**** DATASET EXCERPTS
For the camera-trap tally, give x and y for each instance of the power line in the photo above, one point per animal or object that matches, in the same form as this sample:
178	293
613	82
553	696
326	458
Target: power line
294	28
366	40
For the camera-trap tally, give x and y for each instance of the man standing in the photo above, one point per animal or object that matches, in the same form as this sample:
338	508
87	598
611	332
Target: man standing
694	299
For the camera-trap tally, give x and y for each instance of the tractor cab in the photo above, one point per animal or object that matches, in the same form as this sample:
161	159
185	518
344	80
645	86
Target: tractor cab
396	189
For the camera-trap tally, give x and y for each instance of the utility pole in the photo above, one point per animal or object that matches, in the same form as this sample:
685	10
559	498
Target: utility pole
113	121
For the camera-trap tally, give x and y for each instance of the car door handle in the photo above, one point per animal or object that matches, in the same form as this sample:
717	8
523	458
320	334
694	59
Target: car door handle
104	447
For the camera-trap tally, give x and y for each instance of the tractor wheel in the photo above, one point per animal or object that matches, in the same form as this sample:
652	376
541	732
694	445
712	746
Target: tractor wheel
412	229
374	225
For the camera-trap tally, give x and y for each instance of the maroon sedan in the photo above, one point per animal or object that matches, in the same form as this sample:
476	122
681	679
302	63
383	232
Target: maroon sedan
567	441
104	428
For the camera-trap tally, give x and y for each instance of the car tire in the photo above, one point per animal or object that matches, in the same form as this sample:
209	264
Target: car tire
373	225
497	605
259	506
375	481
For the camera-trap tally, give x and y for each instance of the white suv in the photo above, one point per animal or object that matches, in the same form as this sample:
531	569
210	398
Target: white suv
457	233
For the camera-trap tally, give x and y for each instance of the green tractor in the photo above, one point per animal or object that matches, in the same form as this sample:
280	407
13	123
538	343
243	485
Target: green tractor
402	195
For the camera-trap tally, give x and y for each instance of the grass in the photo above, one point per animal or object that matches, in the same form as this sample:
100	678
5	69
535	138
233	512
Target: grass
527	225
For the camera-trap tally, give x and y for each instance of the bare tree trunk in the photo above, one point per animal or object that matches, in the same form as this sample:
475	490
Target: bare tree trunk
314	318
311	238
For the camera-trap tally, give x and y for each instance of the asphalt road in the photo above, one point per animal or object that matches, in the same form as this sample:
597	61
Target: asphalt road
********
- [EXERCISE INSTRUCTIONS]:
Give every line of the items above as a JSON list of strings, with one string per line and blank lines left out.

- [RESULT BELOW]:
[
  "For the camera-trap tally, give x and y for each instance of the power line in the photo above, one point per animal or object that matches, in the same form as this sample:",
  "178\t293",
  "613\t82",
  "553\t696",
  "326\t458",
  "Target: power line",
  "294\t28",
  "366\t40",
  "For the camera-trap tally, give x and y for each instance of the man standing in the photo above, one point per animal or object that matches, in the same form as this sample:",
  "338\t508",
  "87\t598",
  "611\t332",
  "Target: man standing",
  "694\t299",
  "For the camera-trap tally, give x and y for each instance of the tractor cab in the photo above, one point per animal or object that matches, in the same form as this sample:",
  "161\t159",
  "185\t518",
  "344\t80",
  "645\t86",
  "Target: tractor cab",
  "396\t189",
  "For the camera-trap tally, give x and y for each instance of the utility pole in the photo above, one point per animal or object that matches, in the same form as this sample:",
  "685\t10",
  "559\t498",
  "Target: utility pole",
  "113\t121",
  "For the camera-trap tally, give x and y for each instance of the car door handle in the photo above, one point per animal or object that matches, in the same form as this sample:",
  "717\t8",
  "523\t458",
  "320\t334",
  "694\t59",
  "Target: car door handle",
  "104\t447",
  "For the camera-trap tally, give x and y for each instance of the tractor wheel in the photo above, one point per animal or object that matches, in the same form as this sample:",
  "652\t376",
  "541\t732",
  "694\t445",
  "712\t746",
  "Target: tractor wheel",
  "412\t229",
  "374\t225",
  "For the camera-trap tally, give x and y for each instance of the maroon sedan in the photo above, one point per animal or object that matches, in the same form as this sample:",
  "476\t122",
  "681\t679",
  "302\t63",
  "383\t232",
  "Target: maroon sedan",
  "567\t441",
  "104\t428",
  "For the camera-trap tally, give x and y for each instance of the car tire in the photo above, one point per animal or object that matches, in the same form as this sample:",
  "209\t264",
  "Target: car tire",
  "373\t225",
  "497\t605",
  "259\t506",
  "375\t481",
  "For the camera-trap tally, give x and y for each instance of the white suv in the photo above, one point per animal or object that matches, in the same form as this sample:",
  "531\t569",
  "210\t398",
  "Target: white suv",
  "457\t233",
  "For the camera-trap tally, give x and y for each instance of the green tractor in the photo above, one point per animal or object that matches, in the same form as this sample:",
  "280\t407",
  "13\t123",
  "538\t343",
  "243\t485",
  "Target: green tractor",
  "402\t195",
  "For the camera-trap tally, give x and y for each instance of the grass in the photo above, one point per animal or object that matches, in the same form as this sample:",
  "100\t678",
  "5\t69",
  "535\t138",
  "233\t512",
  "Target: grass",
  "527\t225",
  "For the camera-trap tally, give x and y for each instance of the bare tree trunk in the photo above, one point per animal or object that matches, in the same form as this sample:",
  "475\t490",
  "Target: bare tree trunk",
  "314\t318",
  "311\t238",
  "For the camera-trap tally, give x and y for each instance of the asphalt road in the photo above, one point per animal or object that matches, in the same form as this sample:",
  "597\t61",
  "Target: asphalt road"
]